TEKS DITAMPILKAN ▸
···
***
Semasa di perkuliahan, tak pernah terbayang proses mencari pekerjaan itu sangat sulit dan ketat. Mengingat proses perkuliahan yang menyenangkan membuat penulis sendiri pun tidak memikirkan bagaimana setelah lulus kuliah nanti. Ada satu guyonan yang sering dilontarkan penulis dan teman-teman, guyonan tersebut dalam bahasa sunda berbunyi "hayang gawe, tapi nu ngeunah", yang artinya ingin kerja, tapi yang enak. Nyatanya mencari pekerjaan tidak semudah mengucapkannya. Banyak runtutan proses yang harus kita lalui untuk mendapatkan sebuah pekerjaan. Namun sebelum semua itu, ada semacam gerbang keluar menuju dunia nyata dari perkuliahan. Gerbang itu adalah "wisuda", ya, wisuda. Proses yang "sesederhana" memindahkan anting-anting di topi toga ini telah banyak membuat para fresh graduated terbuai, terlena dengan euforia kelulusan atau wisuda.
···
TUGAS DIBERIKAN ▸
Dalam teks tentang mencari pekerjaan setelah kuliah, apa arti guyonan berbahasa Sunda "hayang gawe, tapi nu ngeunah"?

CATATAN HASIL EKSTRAKSI ▸
···
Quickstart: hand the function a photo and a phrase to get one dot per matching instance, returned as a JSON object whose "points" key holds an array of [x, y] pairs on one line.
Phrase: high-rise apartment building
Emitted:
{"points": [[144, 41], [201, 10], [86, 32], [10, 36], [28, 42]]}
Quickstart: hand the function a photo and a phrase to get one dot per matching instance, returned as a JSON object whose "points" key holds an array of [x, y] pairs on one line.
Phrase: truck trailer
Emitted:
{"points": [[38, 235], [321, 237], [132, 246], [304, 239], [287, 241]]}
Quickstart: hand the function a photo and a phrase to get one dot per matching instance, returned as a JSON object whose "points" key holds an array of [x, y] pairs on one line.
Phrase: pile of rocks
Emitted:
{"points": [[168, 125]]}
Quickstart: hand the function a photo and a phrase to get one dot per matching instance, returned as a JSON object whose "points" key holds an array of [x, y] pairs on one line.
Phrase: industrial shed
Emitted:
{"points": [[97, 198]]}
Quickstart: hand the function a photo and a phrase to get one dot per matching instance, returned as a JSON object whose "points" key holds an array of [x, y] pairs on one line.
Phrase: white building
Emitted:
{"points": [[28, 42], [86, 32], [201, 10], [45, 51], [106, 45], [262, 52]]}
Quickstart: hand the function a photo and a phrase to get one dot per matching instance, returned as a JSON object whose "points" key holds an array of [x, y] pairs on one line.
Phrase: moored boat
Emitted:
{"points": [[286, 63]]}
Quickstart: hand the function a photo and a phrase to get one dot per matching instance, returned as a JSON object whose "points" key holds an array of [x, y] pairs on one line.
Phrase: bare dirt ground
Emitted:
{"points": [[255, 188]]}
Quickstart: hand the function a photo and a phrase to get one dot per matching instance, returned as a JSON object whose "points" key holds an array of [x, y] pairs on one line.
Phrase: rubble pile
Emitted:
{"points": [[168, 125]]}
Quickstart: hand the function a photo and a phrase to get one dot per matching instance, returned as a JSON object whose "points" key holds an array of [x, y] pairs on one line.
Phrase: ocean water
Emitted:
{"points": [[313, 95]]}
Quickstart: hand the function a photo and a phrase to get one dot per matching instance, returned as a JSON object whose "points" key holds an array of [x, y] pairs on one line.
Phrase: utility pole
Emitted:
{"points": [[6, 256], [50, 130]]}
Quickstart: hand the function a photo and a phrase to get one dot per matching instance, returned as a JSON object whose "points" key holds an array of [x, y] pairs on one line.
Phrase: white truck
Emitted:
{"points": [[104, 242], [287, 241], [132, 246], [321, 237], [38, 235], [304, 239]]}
···
JAWABAN TERTULIS ▸
Artinya ingin kerja, tapi yang enak.